## GIVEN PASSAGE
▼▼▼

When using speech technology in realistic environments, such as at home, office or in a car, there will invariably be also other sounds present and not only the speech sounds of desired speaker. There will be the background hum of computers and air conditioning, cars honking, other speakers, and so on. Such sounds reduces the quality of the desired signal, making it more strenuous to listen, more difficult to understand or at the worst case, it might render the speech signal unintelligible. A common feature of these sounds is however that they are *independent* of and *uncorrelated* with the desired signal.

That is, we can usually assume that such noises are *additive*, such that the observed signal *y* is the sum of the desired signal *x* and interfering noises *v*, that is, *y=x+v*. To improve the quality of the observed signal, we would like to make an estimate

\hat x |

* *of the desired signal *x*. The estimate should approximate the desired signal

x\approx \hat x |

or conversely, we would like to minimize the distance* *

d\left(x,\hat x\right) |

with some distance measure *d(,.,)*.

Photo by Jezael Melgoza on Unsplash

The STFT spectrum of a signal is a good domain for noise attenuation because we can reasonably safely assume that spectral components are uncorrelated with each other, such that we treat each component separately. In other words, in the spectrum, we can apply noise attenuation on every frequency bin with scalar operations, whereas if the components would be correlated, we would have to use vector and matrix operations. The benefit of scalar operations is that they are computationally simple, *O(N)*, whereas matrix operations are typically at least *O(N ^{2}).*

The basic idea of spectral subtraction is that we assume that we have access to an estimate of the noise energy

E[|v|^2] = \sigma_v^2 |

, and we subtract that from the energy of the observation, such that we define the energy of our estimate as

|\hat x|^2 := |y|^2 - \sigma_v^2. |

Unfortunately, since our estimate of noise energy is not perfect and because we have hiddenly made an inaccurate assumption that *x* and *v* are uncorrelated, the above formula can give negative values for the energy estimate. Negative energy is not realizable and nobody likes pessimists, so we have to modify the formula to threshold at zero

|\hat x|^2 := \begin{cases} |y|^2 - \sigma_v^2 & \text{if } |y|^2 \geq \sigma_v^2 \\ 0 & \text{if } |y|^2 < \sigma_v^2 \end{cases}. |

Since STFT spectra are complex-valued, we then still have to find the complex angle of the signal estimate. If the noise energy is small

|v|^2 \ll |x|^2 |

, then the complex angle of *x* is approximately equal to the angle of *y*,

\angle x \approx \angle y |

, such that our final estimate is (when

|y|^2\geq \sigma_v^2 |

)

▲▲▲

## AVAILABLE DATA
▼▼▼

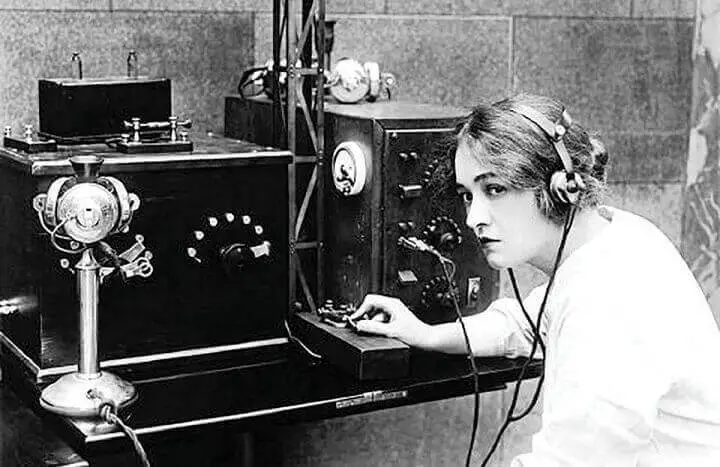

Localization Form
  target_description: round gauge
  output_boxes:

▲▲▲

## AIM
Print the speech noise reduction text from "That is, we" up to and including "distance measure *d(,.,)*.". The lines above were taken from a separate source.

## SOLUTION FOR THIS EXERCISE
That is, we can usually assume that such noises are *additive*, such that the observed signal *y* is the sum of the desired signal *x* and interfering noises *v*, that is, *y=x+v*. To improve the quality of the observed signal, we would like to make an estimate

\hat x |

* *of the desired signal *x*. The estimate should approximate the desired signal

x\approx \hat x |

or conversely, we would like to minimize the distance* *

d\left(x,\hat x\right) |

with some distance measure *d(,.,)*.